Data:
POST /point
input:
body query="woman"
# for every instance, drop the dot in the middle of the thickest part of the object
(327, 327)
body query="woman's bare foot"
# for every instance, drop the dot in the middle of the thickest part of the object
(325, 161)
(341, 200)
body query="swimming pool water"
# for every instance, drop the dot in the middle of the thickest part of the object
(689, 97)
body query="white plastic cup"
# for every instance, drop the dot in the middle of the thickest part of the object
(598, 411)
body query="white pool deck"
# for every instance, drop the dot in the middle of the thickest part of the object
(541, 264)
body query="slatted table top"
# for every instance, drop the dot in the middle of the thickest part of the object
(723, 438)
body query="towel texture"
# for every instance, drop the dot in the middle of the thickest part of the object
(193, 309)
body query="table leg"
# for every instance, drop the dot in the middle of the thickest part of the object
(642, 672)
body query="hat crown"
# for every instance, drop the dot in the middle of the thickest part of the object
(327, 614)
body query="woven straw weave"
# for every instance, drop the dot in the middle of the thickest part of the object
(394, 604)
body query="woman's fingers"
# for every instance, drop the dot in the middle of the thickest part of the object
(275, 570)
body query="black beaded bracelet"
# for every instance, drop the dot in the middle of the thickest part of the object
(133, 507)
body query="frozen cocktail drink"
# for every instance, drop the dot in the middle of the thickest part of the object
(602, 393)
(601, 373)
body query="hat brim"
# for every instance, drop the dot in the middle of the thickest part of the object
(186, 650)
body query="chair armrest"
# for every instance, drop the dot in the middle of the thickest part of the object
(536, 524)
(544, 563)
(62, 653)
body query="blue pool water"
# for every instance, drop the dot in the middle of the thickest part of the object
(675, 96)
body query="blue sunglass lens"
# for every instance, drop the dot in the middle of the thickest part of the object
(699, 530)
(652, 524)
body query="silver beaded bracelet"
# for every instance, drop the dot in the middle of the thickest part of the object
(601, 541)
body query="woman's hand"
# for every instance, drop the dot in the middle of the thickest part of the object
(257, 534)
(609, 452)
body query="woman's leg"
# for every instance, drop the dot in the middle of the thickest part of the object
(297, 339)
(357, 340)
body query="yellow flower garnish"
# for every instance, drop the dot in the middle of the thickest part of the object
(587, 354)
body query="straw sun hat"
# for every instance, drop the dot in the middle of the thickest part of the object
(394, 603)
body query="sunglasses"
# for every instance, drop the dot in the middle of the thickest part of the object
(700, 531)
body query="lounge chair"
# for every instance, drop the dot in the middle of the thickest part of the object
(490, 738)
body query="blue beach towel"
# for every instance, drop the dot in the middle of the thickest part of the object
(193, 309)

Work instructions: Count the lines in the listing above that contain the string "bracelet", treating uppercase and lowercase as different. Give only the number.

The response: 2